(TASK TO CARRY OUT): Render the records below as a two-column CSV with the headers text and answer, one row per record. Put each record's text and its answer in a single quoted field each, with line breaks changed to spaces, and omit the pictures.

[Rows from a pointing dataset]
──────────

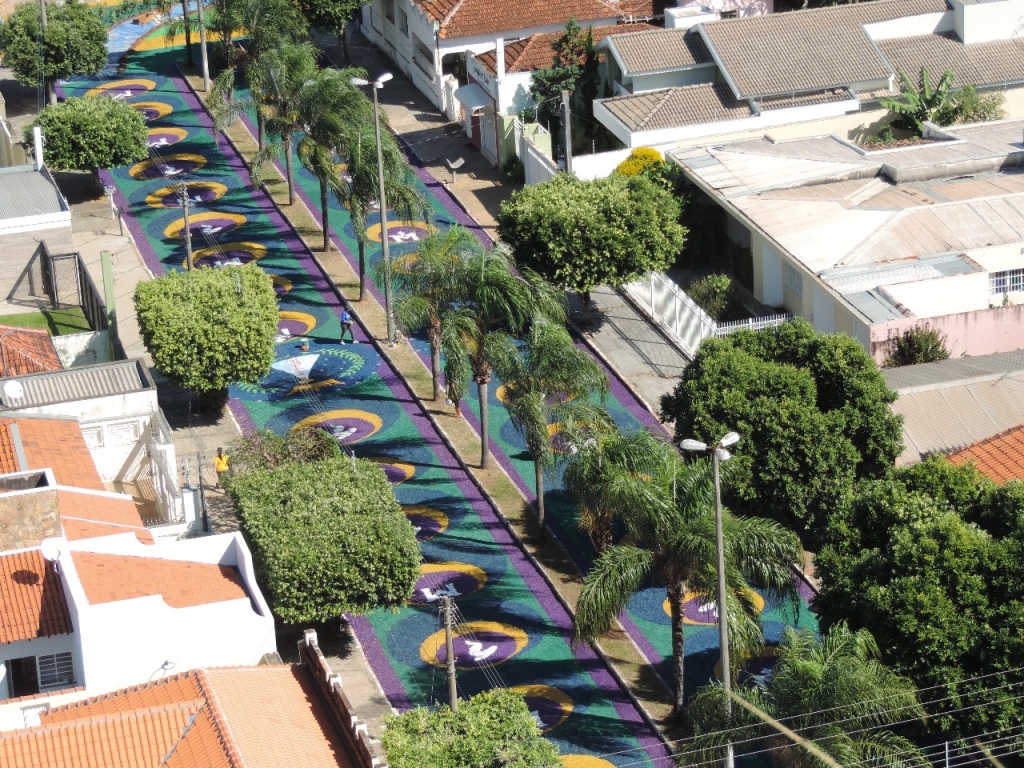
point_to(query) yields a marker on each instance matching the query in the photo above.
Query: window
(1009, 281)
(56, 670)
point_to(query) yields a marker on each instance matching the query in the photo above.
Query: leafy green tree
(834, 689)
(426, 287)
(328, 538)
(207, 329)
(547, 380)
(580, 235)
(497, 301)
(812, 410)
(915, 345)
(86, 134)
(493, 729)
(75, 43)
(668, 509)
(920, 103)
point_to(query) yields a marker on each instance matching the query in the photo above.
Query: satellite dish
(51, 549)
(12, 389)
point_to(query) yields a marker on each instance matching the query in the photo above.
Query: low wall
(979, 332)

──────────

(ANSWER TO THE PROBLEM):
text,answer
"point_to(query) yields a marker on each instance matching the query in the photo above. Query: window","(1009, 281) (56, 670)"
"point_to(query) yields a marker on each instance matching the query in the photo above. Query: leafy green tree","(834, 689) (426, 287) (328, 538) (207, 329) (547, 380) (580, 235) (497, 301) (812, 410) (915, 345) (86, 134) (493, 729) (75, 43) (668, 509) (920, 103)"
"point_to(query) yields a marker on each instance matching the query in the photo above. Query: satellite dish","(51, 549) (12, 389)"
"point_to(query) yields a marker on each instance matching the query in the photo above. Query: low wall","(979, 332)"